Your assignment =
From the line containing "of the house." through the last line of the data, return those lines exactly as written and nothing more.
##### Records for this exercise
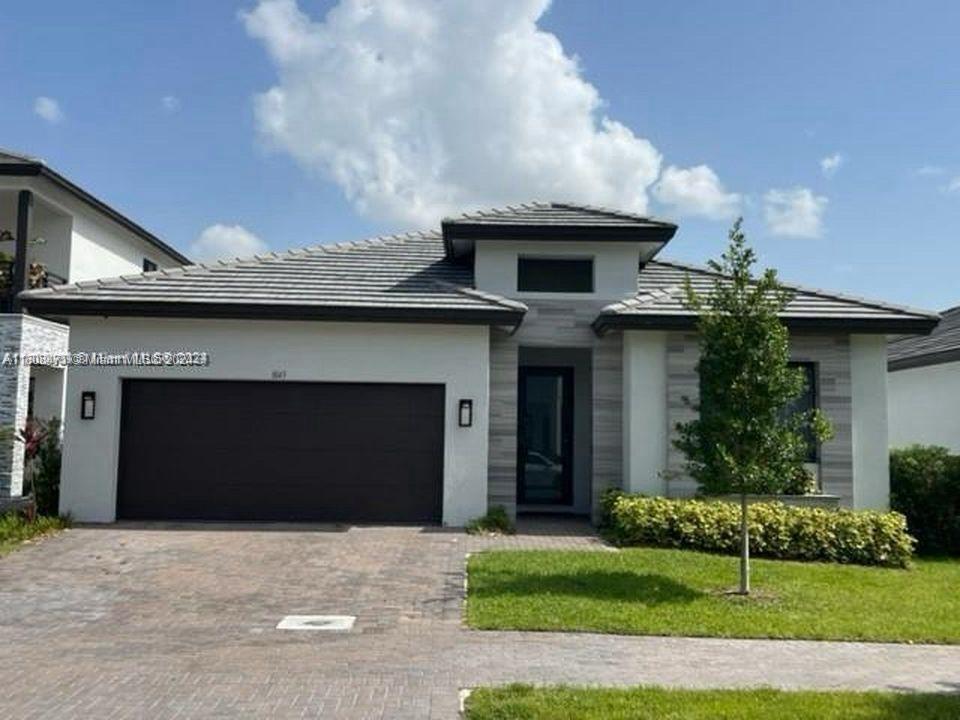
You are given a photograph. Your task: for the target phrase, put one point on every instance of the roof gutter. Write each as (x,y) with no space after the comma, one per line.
(36,169)
(606,322)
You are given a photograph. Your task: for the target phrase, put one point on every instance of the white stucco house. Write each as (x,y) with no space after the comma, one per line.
(924,386)
(529,357)
(51,232)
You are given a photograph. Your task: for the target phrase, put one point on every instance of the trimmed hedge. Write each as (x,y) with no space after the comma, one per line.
(925,486)
(776,530)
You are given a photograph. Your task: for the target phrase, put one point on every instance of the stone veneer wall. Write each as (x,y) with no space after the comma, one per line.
(566,324)
(831,353)
(21,335)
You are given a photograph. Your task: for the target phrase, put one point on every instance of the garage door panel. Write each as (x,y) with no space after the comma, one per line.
(281,451)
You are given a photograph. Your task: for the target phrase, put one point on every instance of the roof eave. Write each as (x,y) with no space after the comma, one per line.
(924,360)
(35,169)
(882,326)
(51,305)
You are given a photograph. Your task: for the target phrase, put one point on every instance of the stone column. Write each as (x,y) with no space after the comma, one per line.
(14,390)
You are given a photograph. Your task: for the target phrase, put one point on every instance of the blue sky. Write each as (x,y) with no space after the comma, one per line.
(755,94)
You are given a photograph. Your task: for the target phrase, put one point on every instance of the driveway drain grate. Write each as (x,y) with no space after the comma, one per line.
(332,623)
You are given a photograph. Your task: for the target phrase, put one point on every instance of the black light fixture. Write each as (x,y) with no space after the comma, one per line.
(88,405)
(465,416)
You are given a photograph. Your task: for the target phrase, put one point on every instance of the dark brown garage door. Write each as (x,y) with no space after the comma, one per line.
(201,450)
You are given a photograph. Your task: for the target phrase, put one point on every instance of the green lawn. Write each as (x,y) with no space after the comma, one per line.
(518,702)
(15,530)
(679,592)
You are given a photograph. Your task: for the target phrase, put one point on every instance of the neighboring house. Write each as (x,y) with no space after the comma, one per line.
(51,232)
(924,386)
(530,357)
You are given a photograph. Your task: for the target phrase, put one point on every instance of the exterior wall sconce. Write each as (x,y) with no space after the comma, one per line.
(465,415)
(88,405)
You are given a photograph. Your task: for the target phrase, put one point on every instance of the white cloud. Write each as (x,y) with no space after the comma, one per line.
(696,191)
(226,242)
(830,164)
(795,212)
(170,103)
(48,109)
(418,108)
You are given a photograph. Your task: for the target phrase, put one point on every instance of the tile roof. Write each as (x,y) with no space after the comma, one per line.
(408,278)
(940,346)
(660,292)
(401,276)
(556,213)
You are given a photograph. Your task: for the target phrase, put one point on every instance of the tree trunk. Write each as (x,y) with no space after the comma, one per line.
(744,547)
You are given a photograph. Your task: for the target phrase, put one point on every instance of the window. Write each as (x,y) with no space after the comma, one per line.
(554,275)
(806,401)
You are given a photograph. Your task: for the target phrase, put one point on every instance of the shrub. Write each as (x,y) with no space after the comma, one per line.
(496,521)
(41,439)
(925,486)
(15,528)
(862,537)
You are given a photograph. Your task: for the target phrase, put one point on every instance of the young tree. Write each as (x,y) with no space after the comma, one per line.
(744,441)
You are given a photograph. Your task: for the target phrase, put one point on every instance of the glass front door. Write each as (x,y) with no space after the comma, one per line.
(545,436)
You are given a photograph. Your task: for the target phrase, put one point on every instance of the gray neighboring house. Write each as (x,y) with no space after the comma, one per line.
(924,386)
(52,231)
(530,357)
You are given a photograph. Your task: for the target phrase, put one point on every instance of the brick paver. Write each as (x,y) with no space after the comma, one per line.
(179,622)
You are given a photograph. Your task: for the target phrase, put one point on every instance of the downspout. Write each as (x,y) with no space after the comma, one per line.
(24,213)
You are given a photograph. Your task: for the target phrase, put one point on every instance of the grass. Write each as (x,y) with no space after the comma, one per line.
(519,702)
(15,530)
(647,591)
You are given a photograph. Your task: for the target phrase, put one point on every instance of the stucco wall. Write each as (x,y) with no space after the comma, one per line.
(869,435)
(645,411)
(456,356)
(98,246)
(924,406)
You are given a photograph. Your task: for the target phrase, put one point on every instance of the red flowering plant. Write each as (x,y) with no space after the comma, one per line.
(41,450)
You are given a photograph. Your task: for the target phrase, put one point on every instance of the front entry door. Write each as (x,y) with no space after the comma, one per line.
(545,436)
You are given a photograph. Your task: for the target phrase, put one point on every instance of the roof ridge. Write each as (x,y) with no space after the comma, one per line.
(20,157)
(240,261)
(614,212)
(878,304)
(506,210)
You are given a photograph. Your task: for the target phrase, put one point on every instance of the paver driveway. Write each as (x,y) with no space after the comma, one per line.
(163,622)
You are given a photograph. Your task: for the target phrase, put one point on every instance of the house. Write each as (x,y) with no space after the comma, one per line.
(530,357)
(924,386)
(51,232)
##########
Completed exercise =
You are given a photograph. Your task: for the target phrase, put one point on every instance of the house. Write each as (x,y) with no space after the comma, one per line.
(530,357)
(924,386)
(51,232)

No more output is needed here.